» EXERCISE BRIEF
Exactly as given, write out the lines from the one containing "Exercise. Point to the row" through the end of the listing, with both ends included and nothing else.

» RECORDS FOR PROCESSING
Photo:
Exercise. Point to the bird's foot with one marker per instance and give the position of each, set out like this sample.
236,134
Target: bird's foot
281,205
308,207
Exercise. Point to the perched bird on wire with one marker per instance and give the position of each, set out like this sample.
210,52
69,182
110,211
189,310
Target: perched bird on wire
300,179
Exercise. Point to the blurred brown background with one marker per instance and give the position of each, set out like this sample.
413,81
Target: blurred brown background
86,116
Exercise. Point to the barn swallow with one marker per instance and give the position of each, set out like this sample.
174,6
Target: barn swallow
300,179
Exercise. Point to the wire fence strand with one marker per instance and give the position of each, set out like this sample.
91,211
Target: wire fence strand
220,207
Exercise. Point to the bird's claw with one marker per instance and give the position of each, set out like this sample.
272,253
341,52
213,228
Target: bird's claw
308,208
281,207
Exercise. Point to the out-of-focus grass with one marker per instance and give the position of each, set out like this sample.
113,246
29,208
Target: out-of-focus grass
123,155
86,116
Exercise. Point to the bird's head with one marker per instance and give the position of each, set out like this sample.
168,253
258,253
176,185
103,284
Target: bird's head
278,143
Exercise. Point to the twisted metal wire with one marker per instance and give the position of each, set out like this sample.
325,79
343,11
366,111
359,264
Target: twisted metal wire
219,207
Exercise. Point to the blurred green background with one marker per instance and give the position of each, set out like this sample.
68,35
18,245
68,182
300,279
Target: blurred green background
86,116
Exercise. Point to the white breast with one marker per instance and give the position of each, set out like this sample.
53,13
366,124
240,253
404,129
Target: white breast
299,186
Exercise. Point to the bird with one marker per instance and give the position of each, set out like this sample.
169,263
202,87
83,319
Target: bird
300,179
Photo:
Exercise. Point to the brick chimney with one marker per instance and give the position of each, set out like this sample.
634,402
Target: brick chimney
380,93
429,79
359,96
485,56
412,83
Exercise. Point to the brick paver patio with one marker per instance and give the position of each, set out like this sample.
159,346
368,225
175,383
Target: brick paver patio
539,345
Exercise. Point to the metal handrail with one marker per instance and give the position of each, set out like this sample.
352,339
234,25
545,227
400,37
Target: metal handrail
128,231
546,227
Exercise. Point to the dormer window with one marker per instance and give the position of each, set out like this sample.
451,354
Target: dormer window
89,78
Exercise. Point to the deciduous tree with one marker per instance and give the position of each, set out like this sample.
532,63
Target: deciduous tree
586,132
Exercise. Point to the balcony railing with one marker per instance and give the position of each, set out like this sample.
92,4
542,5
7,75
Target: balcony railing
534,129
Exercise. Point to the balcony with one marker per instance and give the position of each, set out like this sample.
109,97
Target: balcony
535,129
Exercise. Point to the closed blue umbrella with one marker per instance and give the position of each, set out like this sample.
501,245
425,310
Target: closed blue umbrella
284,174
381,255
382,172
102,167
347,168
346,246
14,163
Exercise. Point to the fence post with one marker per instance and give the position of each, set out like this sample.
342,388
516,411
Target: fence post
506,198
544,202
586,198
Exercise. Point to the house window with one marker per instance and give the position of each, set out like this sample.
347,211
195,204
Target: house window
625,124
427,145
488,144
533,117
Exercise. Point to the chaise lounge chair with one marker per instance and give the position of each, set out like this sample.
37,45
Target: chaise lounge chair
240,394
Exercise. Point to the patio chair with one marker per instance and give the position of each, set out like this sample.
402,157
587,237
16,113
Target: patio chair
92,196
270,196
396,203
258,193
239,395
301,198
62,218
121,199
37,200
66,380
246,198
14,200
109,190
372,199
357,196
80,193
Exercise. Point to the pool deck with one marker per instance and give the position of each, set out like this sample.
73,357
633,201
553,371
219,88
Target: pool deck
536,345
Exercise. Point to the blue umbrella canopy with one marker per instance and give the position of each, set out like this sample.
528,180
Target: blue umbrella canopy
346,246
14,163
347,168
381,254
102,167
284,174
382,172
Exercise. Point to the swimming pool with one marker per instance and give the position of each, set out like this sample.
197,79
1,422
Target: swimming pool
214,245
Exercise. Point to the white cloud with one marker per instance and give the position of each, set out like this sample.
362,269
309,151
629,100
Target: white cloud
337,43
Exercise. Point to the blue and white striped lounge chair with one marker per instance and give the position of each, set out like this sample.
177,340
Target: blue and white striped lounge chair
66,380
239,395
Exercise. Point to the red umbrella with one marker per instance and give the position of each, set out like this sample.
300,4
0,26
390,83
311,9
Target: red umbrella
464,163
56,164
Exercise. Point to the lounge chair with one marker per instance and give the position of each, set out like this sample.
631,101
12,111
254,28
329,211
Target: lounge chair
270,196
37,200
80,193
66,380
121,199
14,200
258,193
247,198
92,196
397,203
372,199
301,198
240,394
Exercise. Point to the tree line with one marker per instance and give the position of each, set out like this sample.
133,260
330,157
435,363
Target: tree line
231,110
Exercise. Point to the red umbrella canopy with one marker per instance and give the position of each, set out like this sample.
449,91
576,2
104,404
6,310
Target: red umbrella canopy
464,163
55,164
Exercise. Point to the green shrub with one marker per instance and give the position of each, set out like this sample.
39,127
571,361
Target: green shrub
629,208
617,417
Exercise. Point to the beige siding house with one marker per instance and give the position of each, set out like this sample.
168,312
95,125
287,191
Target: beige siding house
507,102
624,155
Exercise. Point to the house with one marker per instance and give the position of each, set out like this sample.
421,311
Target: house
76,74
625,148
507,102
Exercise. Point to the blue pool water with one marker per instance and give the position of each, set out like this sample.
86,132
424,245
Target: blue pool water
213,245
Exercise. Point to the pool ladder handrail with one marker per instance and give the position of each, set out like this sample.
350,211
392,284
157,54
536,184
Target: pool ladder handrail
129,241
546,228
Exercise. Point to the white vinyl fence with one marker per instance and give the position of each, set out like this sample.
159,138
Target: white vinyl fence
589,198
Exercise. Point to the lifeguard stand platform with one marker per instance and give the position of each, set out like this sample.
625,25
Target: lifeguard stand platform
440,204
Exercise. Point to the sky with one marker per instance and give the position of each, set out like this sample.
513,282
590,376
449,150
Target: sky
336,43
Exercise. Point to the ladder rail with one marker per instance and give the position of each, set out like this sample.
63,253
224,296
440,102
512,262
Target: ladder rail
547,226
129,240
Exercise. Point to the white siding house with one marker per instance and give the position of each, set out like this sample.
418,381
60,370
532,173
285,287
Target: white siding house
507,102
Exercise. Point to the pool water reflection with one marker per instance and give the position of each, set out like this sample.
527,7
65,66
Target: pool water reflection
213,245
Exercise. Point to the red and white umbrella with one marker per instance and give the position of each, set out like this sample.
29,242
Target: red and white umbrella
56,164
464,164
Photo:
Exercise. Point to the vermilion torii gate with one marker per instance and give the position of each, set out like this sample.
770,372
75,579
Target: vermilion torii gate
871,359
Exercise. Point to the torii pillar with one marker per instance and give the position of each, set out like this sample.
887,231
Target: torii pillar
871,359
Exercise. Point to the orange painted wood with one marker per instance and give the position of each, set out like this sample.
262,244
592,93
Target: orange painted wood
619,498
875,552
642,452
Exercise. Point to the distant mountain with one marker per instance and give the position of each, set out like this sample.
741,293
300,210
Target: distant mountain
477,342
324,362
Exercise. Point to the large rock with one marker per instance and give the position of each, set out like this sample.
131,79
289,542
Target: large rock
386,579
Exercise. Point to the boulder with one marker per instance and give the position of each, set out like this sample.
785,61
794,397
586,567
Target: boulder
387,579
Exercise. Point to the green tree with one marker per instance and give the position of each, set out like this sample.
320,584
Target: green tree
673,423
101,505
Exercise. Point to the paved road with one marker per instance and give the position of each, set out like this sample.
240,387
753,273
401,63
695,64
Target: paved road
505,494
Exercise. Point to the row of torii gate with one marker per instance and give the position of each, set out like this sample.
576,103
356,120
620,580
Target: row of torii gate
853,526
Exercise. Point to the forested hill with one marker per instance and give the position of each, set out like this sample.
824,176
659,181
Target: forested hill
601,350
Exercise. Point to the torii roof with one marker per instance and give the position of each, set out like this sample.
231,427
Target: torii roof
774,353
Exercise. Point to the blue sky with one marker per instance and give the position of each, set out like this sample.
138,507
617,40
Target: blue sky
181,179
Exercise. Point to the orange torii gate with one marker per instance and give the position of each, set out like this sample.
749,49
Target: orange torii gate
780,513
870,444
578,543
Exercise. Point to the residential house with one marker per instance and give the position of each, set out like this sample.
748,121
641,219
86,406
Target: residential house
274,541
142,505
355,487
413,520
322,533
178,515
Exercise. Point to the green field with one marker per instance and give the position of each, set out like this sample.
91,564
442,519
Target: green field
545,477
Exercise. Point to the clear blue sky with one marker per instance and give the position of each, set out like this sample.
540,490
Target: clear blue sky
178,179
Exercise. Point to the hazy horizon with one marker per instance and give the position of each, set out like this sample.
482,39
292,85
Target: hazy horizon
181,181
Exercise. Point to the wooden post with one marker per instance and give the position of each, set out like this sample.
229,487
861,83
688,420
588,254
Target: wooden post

» EXERCISE RESULT
Exercise. Point to the row of torii gate with one marker per instance and give the position of each, set out like this sample.
576,103
356,120
620,580
Target: row of torii gate
853,526
Exercise. Point to the forested hill with one marker per instance and give the position of each, set out like this sample.
824,176
659,181
Target: forested hill
601,350
Exercise. Point to the torii roof with one marker per instance and give the position of each, set out like this sample.
231,427
Target: torii roof
774,353
Exercise. Point to the blue sky with one marker per instance and give the position of each, set out like this sample.
138,507
617,40
Target: blue sky
181,179
Exercise. Point to the orange torii gate with one marker per instance and give the position of each, set out like this sample.
749,49
Target: orange torii gate
780,513
870,444
578,543
Exercise. Point to the residential house with one marker per instance and give the position of each, set out like this sample.
748,121
641,219
86,406
Target: residential house
274,541
142,505
355,487
413,520
322,533
178,515
Exercise. Point to the green field with one marker per instance and give the position of each, set out like this sample.
91,564
442,519
Target: green field
545,477
Exercise. Point to the clear blue sky with one marker per instance and give the position of each, set out like this sample.
540,490
Target: clear blue sky
178,179
Exercise. Point to the hazy horizon with one marker per instance and give the position of each, set out like this sample.
482,39
292,85
Target: hazy horizon
181,181
Exercise. Point to the wooden post with one marker per instance and give the position of each, set out like this sample.
229,487
861,83
688,420
588,254
Target: wooden post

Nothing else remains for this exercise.